— SHORT EXERCISE —
Copy out, word for word, the lines of the records below from the line containing "Exercise. Point out the seated" through the end of the records, with both ends included.

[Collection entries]

━━━━━━━━━━

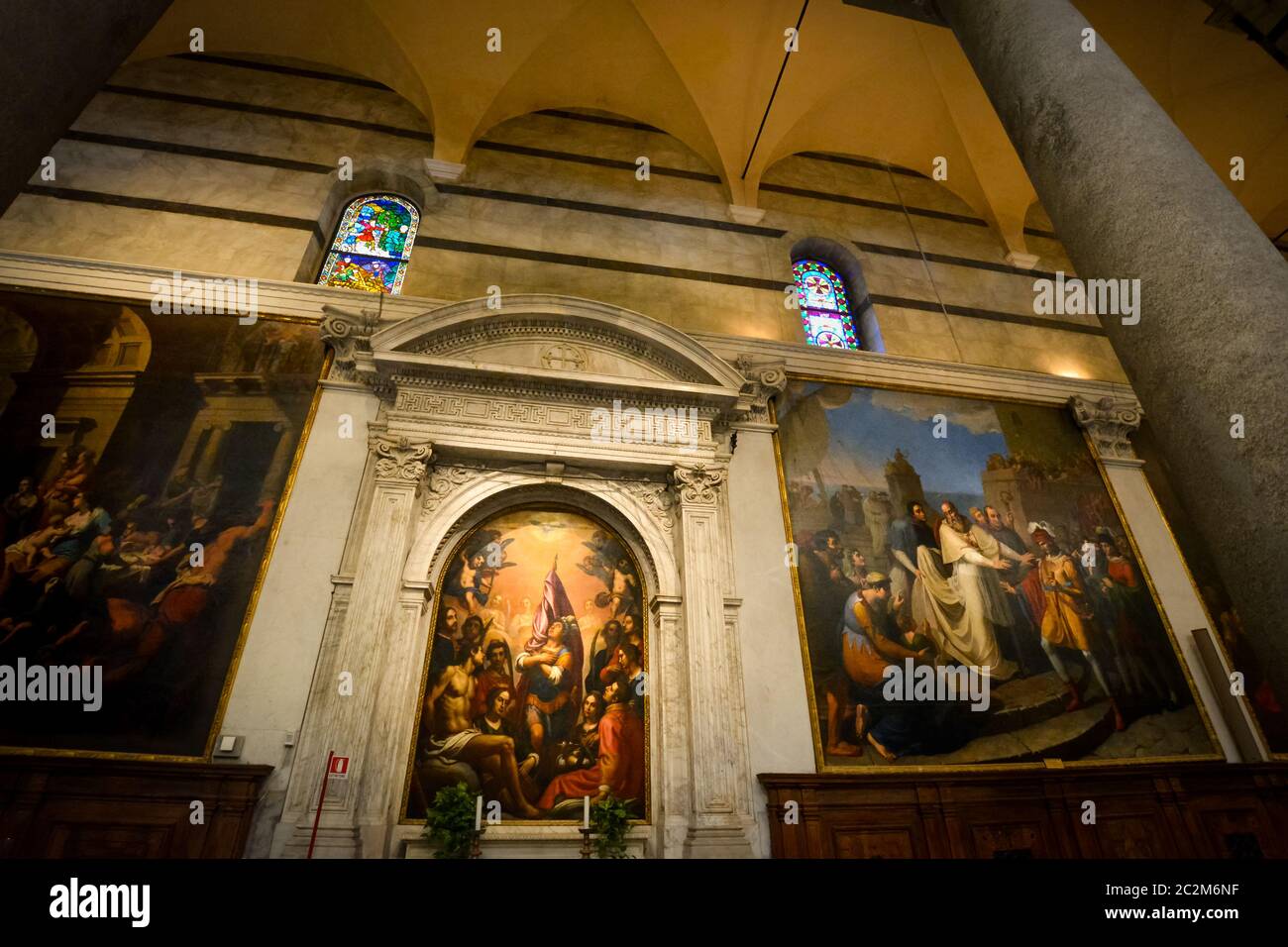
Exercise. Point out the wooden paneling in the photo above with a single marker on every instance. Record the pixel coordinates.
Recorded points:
(89, 808)
(1151, 810)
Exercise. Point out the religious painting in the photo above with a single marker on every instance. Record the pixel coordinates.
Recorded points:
(535, 689)
(967, 590)
(1267, 702)
(146, 462)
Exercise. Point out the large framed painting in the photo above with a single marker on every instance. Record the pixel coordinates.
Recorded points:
(535, 681)
(967, 590)
(1269, 705)
(147, 460)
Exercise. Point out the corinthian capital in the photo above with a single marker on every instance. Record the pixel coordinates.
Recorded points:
(1108, 421)
(698, 483)
(347, 333)
(765, 379)
(399, 458)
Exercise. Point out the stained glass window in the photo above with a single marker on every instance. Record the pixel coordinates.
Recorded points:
(824, 309)
(373, 245)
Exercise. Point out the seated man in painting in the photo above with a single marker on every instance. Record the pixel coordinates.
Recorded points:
(893, 727)
(626, 665)
(619, 770)
(454, 738)
(494, 674)
(581, 749)
(603, 651)
(1068, 620)
(550, 705)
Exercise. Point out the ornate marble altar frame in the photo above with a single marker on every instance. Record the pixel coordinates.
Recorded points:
(133, 294)
(1106, 423)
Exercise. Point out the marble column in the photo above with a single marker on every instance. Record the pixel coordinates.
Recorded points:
(340, 716)
(717, 719)
(1131, 198)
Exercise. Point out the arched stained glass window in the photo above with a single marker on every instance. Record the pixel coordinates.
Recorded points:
(824, 309)
(373, 245)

━━━━━━━━━━

— SOLUTION FOR THIS PROBLEM —
Exercise. Point out the seated man in painting in the photo above with a single marker on every instance. Record the pixel coordinates.
Recorded points:
(893, 727)
(626, 665)
(619, 770)
(454, 738)
(494, 674)
(581, 749)
(603, 651)
(1068, 620)
(550, 705)
Exercise. Point out the ornate marble altar frame in the photo above with a single marker on every instance. Record the pixel coordinates.
Recorded points:
(133, 294)
(1106, 423)
Exercise. Point out the marble column in the photo above with a single marker on every instance. Record the pixel coordinates.
Recorded points:
(340, 716)
(717, 719)
(1131, 198)
Exercise. Point out the arched stained glass window in the photo above with a single marker on every instance. Record the pixel coordinates.
Recorded points:
(824, 309)
(373, 245)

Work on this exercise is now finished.